* **TASKS FOR THIS EXERCISE**
**1)** Name every Cream hit that the Ginger Baker article mentions.
**2)** Carry on the article about Ginger Baker's drum performances from the point where it stops.

* **TEXT BLOCK**

Ten wild, waaay out-there Ginger Baker drum performances

By Randall Roberts

Los Angeles Times

Although best known for his early work drumming for the Eric Clapton-led bands Cream and Blind Faith, Ginger Baker was a born explorer who earned the kind of success that, paired with his skills and restlessness, afforded him the opportunity to seek.

The hard-living, quick-tempered British percussionist, who died Sunday at age 80, took full advantage of his success in the mid- and late 1960s on Cream hits including “White Room,” “I Feel Free” and “Sunshine of Your Love.”

Open to tripping in many senses of the word, Baker immersed himself in African drums in the 1970s and experimental percussion in the ‘80s, mixing his background in rock, blues and jazz patterns with Nigerian Afro-beat and Middle Eastern accents to create poly-rhythmic jams that sound as fresh today as when they were recorded.

At each step, Baker moved away from mainstream FM rock and onto a tangle of diverging paths. By the time of his death he’d recorded so much music that it can be tough to get a bead on his output. Here are 10 crucial Baker-propelled works from across the decades:

Ginger Baker Drum Choir, “Atunde!” (1971)

From a blues-based fuzz-rock trio to a three-piece drum choir? Yes. Baker moved in odd directions, most not so much driven by a desire for hit records but so he could travel and make music.

Pure percussion with call-and-response vocals, Baker issued this at the same moment that much of the rock culture was harmonizing along with singer-songwriters such as James Taylor and Crosby, Stills & Nash. Needless to say, the single didn’t generate enough demand for an LP.

Ginger Baker and Salt, “Improvisation No. 1” (1972)

* **SOURCE DATA**
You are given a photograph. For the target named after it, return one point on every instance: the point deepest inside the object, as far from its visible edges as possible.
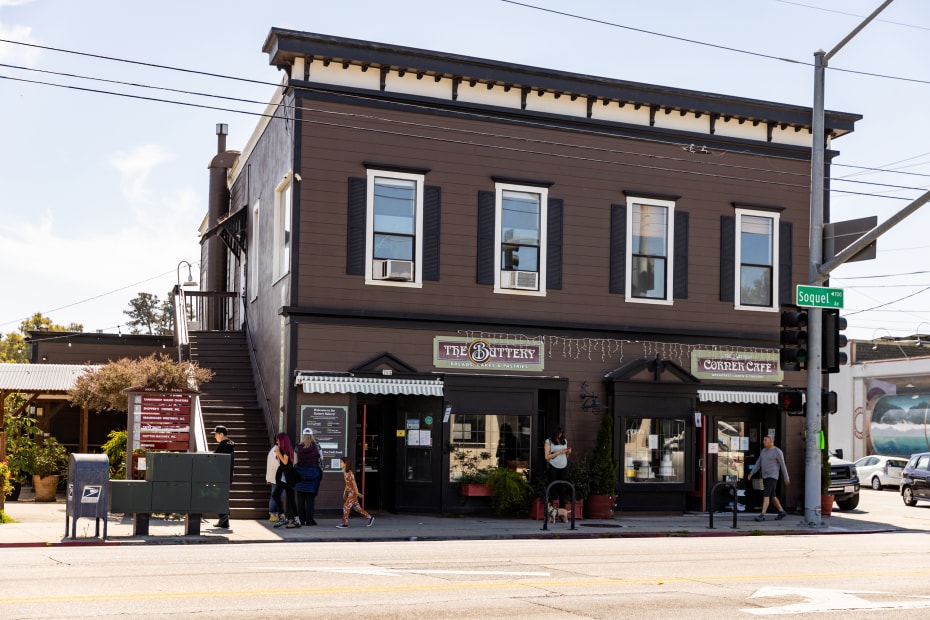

* **RESPONSES TO THE TASKS**
**1)** "White Room," "I Feel Free," "Sunshine of Your Love"

**2)**
In 1970, Baker saw the great Nigerian bandleader Fela Kuti in London and headed to Lagos the next year. There, he joined Kuti for the recording sessions that bore the classic album “Fela Ransome-Kuti and Africa 70 with Ginger Baker Live!” Baker also hooked up with musicians and singers he’d invite to Munich in 1972. Among them, Kuti’s longtime backup singers the Lijadu Sisters and psychedelic funk guitarist Berkley Jones.

Baker’s tag-team partner on this release? The great jazz drummer Art Blakey, who, as part of the Jazz Messengers, had long been one of Baker’s favorite players. Baker released these untitled live recordings in 2010, and they didn’t make much of a dent upon arrival. They deserve to be heard.

Ginger Baker, “Makuta”

Ginger Baker’s 1986 solo album “Horses and Trees” is a creative peak, one facilitated in New York City through producer-bassist Bill Laswell’s many connections. Among them: the searing electric guitarist Nicky Skopelitis, Funkadelic founding member Bernie Worrell, Brazilian percussionist and singer Naná Vasconcelos, turntablist D. St. and Senegalese drummer Aïyb Dieng.

Tying all of it together is Baker, sitting upright in his kit like a proper gentleman but smashing drumheads and cymbals like a toddler throwing a tantrum.

Hawkwind, “Levitation”

Baker may have made a lot of money, but he spent a lot more of it. Good thing for his family he wasn’t above joining bands to pay his bills. In 1980, the drummer hooked up with the space-rock band Hawkwind for its album “Levitation.”

A mess of riffs, oscillators and pounding, Baker pushed Dave Block and company’s hard rock in ways that predicted desert rock heroes Kyuss and Queens of the Stone Age.

Bakerandband, “The Land of Mordor” (1982)

Baker’s best recorded expressions are, by far, his instrumentals. “The Land of Mordor,” taken from a one-off album by another of his trios, called Bakerandband, journeys to the Middle Earth of J.R.R. Tolkien’s “Lord of the Rings” trilogy.

Is it any good? It’s no better or worse than anything in Spinal Tap’s oeuvre, which means it’s definitely worth a listen.

Masters of Reality featuring Ginger Baker, “She Got Me When She Got Her Dress On” (1992)

Every few years, until his failing health kept him away from the drums, Baker would surprise his followers with a left-field move, and few were more surprising than when he became part of stoner-rock band Masters of Reality.

As a member of yet another power trio, Baker took a seat behind the band’s founder, Chris Goss, on its 1992 album, “Sunrise on the Sufferbus,” for Rick Rubin’s Def American imprint.

Ginger Baker Trio (1994)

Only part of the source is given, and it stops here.